** Task 1 **
Return, word for word, the part of the book review passage below starting at "At any rate, the" and ending at "not been resolved.".

** Provided passage **

────

One of the books that I read this week is “Lean Mean Thirteen” by Janet Evanovich - I wanted something light and quick, and it was both.

I’ve read all of the numbered Stephanie Plum books, and they are very dependable.  Even though there isn’t any character growth; the plots between books are pretty much the same, just with different antagonists; and nothing is ever resolved between Stephanie and her brace of menfolk, I still enjoy reading them.  Evanovich can still make me laugh out loud, and she certainly has a way with dialogue.

I don’t mean to make it sound as if the books are poorly written - Evanovich is a good writer, and her plots are put together well - I don’t find myself jerked out of the story by unconvincing events, or by disconnected leaps or illogical actions.  In that sense, Evanovich triumphs in crafting her stories by making totally wild occurrences seem natural within the story - exploding taxidermy, anyone?

I think what I most enjoy is how everyone accepts the improbable events with barely a blink - this is part of what keeps the plot from exploding in disbelief.  I read somewhere that learning to make improv funny means learning to buy into the outrageousness that your partner feeds you, and vice versa - if you try to ground it in reality, it just becomes a crazy person talking to a sane person, which usually isn’t funny.  But two crazy people talking, now that’s a crack-up. . .

At any rate, the book was a fun read.  It certainly isn’t necessary to have read the first 12 Stephanie Plum books, but it might help if you have.  Otherwise, you’re being dropped into a whacked-out world totally unprepared for what you’re going to find.  On the other hand, maybe that would be a fun way to get to know Stephanie and her crew.

More infidelity

Sigh.

You would think that I could keep my eyes on the man in my life, that I wouldn’t be drawn by yet another adventurer, that I could remember that the argument between size and frequency has not been resolved.

But not only have I cheated, again, but I’m on my third infidelity of the week.

────

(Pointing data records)
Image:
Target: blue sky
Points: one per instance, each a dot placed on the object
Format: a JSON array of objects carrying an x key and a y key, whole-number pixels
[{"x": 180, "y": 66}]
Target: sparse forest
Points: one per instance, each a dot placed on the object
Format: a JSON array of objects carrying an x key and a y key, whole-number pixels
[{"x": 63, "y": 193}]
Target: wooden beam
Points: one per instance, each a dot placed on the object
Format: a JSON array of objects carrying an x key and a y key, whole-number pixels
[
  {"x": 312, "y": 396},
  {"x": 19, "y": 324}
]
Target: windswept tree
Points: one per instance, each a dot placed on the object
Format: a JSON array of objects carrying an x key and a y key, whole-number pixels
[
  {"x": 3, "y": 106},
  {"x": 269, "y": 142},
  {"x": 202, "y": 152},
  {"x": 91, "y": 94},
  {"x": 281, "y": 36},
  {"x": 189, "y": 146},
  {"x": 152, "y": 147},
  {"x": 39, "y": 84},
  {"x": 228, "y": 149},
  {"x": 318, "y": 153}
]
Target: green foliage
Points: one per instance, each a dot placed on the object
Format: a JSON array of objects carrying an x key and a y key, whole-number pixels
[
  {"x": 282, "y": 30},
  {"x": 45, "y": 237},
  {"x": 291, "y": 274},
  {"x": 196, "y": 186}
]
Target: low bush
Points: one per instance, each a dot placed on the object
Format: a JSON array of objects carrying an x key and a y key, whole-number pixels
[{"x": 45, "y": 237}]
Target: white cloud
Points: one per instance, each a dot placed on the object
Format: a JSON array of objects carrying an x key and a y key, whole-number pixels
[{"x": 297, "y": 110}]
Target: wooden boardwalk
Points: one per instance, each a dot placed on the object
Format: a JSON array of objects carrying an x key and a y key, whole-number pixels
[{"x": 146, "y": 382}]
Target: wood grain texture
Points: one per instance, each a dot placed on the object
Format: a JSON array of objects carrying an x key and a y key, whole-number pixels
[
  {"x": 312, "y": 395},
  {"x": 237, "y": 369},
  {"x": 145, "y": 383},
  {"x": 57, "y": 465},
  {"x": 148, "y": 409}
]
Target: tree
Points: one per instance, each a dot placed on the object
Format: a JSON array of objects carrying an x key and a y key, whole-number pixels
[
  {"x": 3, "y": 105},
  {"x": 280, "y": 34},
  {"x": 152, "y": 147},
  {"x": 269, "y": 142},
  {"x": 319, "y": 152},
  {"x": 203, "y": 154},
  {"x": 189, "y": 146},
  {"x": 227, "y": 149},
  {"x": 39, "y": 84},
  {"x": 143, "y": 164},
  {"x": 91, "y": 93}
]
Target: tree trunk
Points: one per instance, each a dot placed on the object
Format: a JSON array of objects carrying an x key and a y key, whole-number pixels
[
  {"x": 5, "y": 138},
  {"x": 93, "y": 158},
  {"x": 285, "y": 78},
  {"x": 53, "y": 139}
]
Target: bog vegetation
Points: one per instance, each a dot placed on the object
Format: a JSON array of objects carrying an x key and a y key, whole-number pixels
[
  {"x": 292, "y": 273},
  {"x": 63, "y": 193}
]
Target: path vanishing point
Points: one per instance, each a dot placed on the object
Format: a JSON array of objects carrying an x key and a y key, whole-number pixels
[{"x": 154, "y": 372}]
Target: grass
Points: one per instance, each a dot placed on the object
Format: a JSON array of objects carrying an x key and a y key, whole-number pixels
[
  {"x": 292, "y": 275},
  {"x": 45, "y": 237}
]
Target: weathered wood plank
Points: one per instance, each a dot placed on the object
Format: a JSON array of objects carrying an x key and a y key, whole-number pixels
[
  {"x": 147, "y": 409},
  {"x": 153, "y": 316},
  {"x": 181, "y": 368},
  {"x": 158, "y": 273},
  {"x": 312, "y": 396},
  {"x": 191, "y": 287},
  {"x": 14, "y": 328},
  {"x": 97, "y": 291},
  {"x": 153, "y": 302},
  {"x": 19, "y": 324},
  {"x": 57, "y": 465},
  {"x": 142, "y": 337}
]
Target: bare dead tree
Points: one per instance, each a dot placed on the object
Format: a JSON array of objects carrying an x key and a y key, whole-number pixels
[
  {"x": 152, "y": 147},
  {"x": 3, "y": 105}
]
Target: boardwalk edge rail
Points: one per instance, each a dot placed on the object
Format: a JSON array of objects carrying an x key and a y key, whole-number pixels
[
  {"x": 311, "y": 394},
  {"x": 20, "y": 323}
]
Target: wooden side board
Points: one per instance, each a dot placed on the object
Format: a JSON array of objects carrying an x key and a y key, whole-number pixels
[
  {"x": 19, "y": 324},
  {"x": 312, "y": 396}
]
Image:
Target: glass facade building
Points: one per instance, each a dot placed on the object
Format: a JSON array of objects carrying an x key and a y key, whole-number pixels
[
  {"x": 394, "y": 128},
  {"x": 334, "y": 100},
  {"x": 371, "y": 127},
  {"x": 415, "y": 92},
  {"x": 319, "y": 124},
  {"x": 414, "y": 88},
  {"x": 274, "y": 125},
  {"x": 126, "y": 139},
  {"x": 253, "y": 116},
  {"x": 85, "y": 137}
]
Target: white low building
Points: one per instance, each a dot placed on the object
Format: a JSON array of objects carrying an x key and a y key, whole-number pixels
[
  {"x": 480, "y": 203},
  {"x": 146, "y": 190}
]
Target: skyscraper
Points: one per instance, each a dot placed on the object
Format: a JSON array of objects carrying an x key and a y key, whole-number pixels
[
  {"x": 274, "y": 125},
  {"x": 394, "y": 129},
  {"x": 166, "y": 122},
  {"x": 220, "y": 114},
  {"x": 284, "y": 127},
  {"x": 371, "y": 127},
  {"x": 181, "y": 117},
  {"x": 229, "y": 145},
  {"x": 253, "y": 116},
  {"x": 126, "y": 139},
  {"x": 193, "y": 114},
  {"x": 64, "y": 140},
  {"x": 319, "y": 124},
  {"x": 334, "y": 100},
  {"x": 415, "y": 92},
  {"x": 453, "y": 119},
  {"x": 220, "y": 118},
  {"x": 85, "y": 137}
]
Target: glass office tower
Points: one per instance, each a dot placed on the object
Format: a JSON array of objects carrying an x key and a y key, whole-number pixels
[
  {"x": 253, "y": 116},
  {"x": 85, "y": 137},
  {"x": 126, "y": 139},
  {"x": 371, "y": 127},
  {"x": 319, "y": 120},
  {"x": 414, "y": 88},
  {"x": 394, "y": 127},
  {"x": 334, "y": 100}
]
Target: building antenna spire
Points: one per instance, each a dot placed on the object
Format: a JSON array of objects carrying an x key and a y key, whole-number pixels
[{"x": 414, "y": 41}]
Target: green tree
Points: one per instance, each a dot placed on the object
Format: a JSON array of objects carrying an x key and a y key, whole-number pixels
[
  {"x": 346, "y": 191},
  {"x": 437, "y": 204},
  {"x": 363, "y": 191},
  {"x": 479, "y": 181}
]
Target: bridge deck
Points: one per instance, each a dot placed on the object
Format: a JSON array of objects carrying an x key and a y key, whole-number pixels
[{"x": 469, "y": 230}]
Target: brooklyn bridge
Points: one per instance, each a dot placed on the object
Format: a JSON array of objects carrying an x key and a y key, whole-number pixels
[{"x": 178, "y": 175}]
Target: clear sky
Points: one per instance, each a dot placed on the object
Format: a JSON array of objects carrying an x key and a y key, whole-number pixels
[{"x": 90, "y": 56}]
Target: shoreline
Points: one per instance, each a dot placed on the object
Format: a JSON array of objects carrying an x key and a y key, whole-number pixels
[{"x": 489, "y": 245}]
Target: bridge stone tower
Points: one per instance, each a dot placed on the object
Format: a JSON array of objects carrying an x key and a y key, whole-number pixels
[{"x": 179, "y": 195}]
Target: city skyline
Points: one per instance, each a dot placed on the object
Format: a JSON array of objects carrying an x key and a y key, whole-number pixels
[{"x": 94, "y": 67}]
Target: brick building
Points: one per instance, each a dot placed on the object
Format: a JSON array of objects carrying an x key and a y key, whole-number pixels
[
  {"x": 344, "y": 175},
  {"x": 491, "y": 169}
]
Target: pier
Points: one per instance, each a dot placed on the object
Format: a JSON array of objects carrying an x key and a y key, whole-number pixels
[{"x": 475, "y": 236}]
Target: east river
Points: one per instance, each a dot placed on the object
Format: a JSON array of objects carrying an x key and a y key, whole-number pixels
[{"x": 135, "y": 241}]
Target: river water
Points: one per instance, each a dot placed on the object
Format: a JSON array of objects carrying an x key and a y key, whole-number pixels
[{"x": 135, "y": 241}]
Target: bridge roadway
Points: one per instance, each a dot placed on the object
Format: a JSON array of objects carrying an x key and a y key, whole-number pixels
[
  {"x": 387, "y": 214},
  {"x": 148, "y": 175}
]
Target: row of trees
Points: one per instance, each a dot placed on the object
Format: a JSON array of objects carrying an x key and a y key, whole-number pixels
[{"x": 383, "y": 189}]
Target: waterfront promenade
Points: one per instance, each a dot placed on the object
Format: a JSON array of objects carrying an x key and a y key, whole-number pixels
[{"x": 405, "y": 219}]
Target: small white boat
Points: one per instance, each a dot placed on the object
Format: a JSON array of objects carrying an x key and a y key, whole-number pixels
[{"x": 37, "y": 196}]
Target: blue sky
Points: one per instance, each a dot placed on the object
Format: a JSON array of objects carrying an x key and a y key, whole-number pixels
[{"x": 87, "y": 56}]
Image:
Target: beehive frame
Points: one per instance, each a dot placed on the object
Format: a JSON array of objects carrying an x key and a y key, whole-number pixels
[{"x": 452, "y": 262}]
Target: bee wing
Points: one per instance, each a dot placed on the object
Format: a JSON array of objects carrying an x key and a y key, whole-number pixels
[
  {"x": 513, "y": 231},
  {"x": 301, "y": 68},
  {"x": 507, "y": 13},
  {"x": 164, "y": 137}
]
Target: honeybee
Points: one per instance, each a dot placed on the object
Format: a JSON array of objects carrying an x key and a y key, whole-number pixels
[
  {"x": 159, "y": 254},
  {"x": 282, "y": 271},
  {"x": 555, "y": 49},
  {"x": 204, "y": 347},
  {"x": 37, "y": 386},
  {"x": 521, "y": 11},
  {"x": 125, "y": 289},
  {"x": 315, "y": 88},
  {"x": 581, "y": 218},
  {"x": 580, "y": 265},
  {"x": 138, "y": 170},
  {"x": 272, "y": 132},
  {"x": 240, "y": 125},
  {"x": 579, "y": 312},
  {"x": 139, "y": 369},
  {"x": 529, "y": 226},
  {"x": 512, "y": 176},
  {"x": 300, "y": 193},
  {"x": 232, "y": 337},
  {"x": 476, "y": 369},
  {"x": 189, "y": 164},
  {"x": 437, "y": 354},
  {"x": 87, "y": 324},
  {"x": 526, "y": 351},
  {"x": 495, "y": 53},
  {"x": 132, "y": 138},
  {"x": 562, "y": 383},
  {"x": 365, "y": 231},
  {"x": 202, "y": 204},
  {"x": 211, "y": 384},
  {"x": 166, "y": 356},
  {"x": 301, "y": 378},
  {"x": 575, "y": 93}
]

────

** Task 2 **
How many lines of the listing above contain the string "boardwalk", with case taken into account? Give only the number.

** Expected answer 1 **
At any rate, the book was a fun read.  It certainly isn’t necessary to have read the first 12 Stephanie Plum books, but it might help if you have.  Otherwise, you’re being dropped into a whacked-out world totally unprepared for what you’re going to find.  On the other hand, maybe that would be a fun way to get to know Stephanie and her crew.

More infidelity

Sigh.

You would think that I could keep my eyes on the man in my life, that I wouldn’t be drawn by yet another adventurer, that I could remember that the argument between size and frequency has not been resolved.

** Expected answer 2 **
2